Show, from the entries below, every line in which "dark" appears.

*** Opening DATA ***

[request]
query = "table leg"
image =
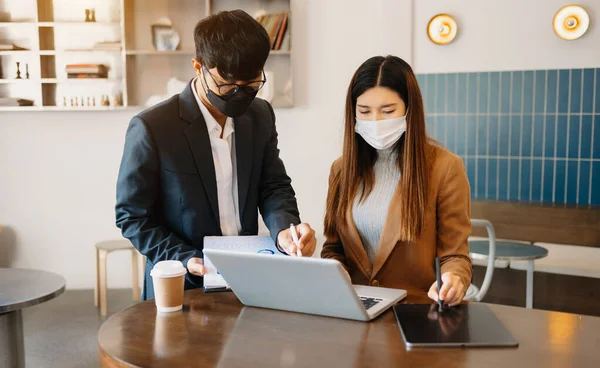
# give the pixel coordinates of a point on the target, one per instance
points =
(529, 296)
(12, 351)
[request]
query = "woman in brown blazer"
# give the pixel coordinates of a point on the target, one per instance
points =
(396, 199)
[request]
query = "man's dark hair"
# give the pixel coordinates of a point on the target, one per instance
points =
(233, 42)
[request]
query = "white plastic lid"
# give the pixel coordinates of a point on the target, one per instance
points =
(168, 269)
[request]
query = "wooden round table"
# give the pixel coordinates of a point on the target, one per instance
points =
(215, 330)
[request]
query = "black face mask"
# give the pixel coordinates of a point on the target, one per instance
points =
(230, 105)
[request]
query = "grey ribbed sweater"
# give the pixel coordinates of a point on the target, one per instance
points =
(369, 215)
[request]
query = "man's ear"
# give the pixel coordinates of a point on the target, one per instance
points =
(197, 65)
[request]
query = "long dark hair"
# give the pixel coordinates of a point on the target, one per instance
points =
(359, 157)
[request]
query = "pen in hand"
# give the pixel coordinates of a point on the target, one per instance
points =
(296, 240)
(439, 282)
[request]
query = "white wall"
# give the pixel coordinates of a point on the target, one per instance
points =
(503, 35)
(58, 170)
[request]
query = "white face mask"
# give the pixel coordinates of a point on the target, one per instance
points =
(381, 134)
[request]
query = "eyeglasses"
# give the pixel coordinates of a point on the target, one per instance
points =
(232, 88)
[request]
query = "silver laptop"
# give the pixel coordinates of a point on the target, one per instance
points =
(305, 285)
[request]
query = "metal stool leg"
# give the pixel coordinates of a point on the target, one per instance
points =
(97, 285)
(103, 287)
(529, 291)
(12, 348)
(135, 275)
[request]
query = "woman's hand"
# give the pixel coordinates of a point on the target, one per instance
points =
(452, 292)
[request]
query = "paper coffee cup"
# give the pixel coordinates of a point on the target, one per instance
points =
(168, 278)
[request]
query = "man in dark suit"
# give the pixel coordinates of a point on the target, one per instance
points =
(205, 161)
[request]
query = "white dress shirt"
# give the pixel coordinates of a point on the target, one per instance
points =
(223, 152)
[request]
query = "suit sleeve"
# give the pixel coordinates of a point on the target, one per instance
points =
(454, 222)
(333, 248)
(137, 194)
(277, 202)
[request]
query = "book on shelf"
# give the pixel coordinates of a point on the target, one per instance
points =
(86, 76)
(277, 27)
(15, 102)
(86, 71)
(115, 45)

*** Closing DATA ***
*** Opening DATA ***

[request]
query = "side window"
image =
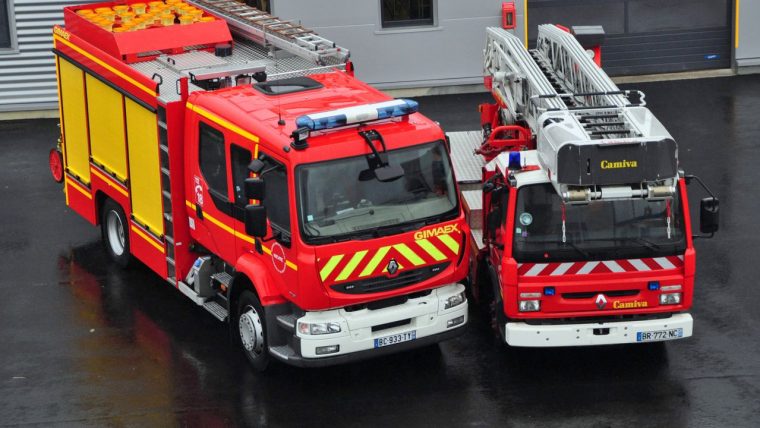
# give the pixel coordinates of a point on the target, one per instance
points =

*** Closing DATA ***

SOLUTION TO THIS PROBLEM:
query = "man's dark hair"
query = "long dark hair"
query = "man in dark suit"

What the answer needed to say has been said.